## GOAL OF THE EXERCISE
Write out the records below again, switching every "even-odd rule" to "nonzero winding rule" and keeping everything else the same. Leave the pictures out.

## STORED ROWS
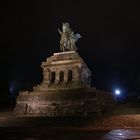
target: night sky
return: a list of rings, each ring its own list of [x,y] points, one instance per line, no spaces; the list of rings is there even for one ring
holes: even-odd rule
[[[140,86],[140,1],[34,0],[0,4],[0,95],[42,81],[41,62],[59,51],[62,22],[81,34],[79,55],[97,88]]]

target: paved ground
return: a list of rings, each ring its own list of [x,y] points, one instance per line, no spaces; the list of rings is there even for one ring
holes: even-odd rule
[[[0,140],[140,140],[139,108],[123,106],[101,118],[17,118],[0,111]]]
[[[101,140],[140,140],[140,129],[114,129]]]

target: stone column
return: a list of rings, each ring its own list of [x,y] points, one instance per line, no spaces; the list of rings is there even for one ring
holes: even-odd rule
[[[68,82],[68,71],[65,70],[64,71],[64,83],[67,83]]]
[[[49,69],[45,69],[44,68],[44,71],[43,71],[43,82],[46,83],[46,84],[49,84],[50,83],[50,71]]]
[[[55,83],[56,84],[59,83],[59,71],[58,70],[55,71]]]
[[[79,69],[74,68],[72,70],[72,81],[79,81]]]

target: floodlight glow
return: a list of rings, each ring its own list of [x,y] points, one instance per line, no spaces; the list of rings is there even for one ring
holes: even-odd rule
[[[120,93],[121,93],[120,90],[118,90],[118,89],[115,90],[116,95],[120,95]]]

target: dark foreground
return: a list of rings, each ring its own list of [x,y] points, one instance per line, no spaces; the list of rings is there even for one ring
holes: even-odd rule
[[[107,131],[75,128],[0,128],[1,140],[98,140]]]
[[[1,127],[0,140],[139,140],[138,129]]]
[[[1,110],[0,140],[140,139],[140,113],[128,114],[127,111],[127,114],[122,114],[122,112],[124,113],[119,109],[117,114],[97,119],[95,117],[15,117],[12,111]]]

## FULL RESPONSE
target: night sky
return: a list of rings, each ring its own list of [x,y] points, one instance per line, no spaces; the list of rings is there even for one ring
holes: nonzero winding rule
[[[140,86],[140,1],[34,0],[0,4],[0,95],[42,81],[41,62],[59,51],[62,22],[81,34],[79,55],[97,88]]]

target: paved ground
return: a list of rings, each ring its own list of [x,y] points, one instance per line, no spaces; the list of rings is there even for one ring
holes: nonzero winding rule
[[[0,140],[140,140],[139,108],[123,106],[101,118],[17,118],[0,111]]]
[[[101,140],[140,140],[140,129],[114,129]]]

target: stone column
return: a list of rings, each ring its own list of [x,y] points, one instance per line, no spaces; the list of rings is there even for one ring
holes: nonzero winding rule
[[[68,82],[68,71],[65,70],[64,71],[64,83],[67,83]]]
[[[49,69],[45,69],[44,68],[44,71],[43,71],[43,82],[46,83],[46,84],[49,84],[50,83],[50,71]]]
[[[55,83],[56,84],[59,83],[59,71],[58,70],[55,71]]]
[[[79,69],[74,68],[72,70],[72,81],[79,81]]]

target: floodlight glow
return: a list of rings, each ring its own list of [x,y] points, one instance per line, no spaces; the list of rings is there even for one ring
holes: nonzero winding rule
[[[120,93],[121,93],[120,90],[118,90],[118,89],[115,90],[116,95],[120,95]]]

target: dark foreground
return: a list of rings, each ring its own list of [x,y] points, one instance per line, no spaces; the list of rings is there even for one ring
holes: nonzero winding rule
[[[107,131],[75,128],[0,128],[1,140],[98,140]]]
[[[1,127],[0,140],[139,140],[138,129]]]
[[[1,110],[0,140],[140,139],[140,113],[128,114],[127,111],[127,114],[122,114],[122,112],[124,113],[119,109],[117,114],[97,119],[95,117],[15,117],[12,111]]]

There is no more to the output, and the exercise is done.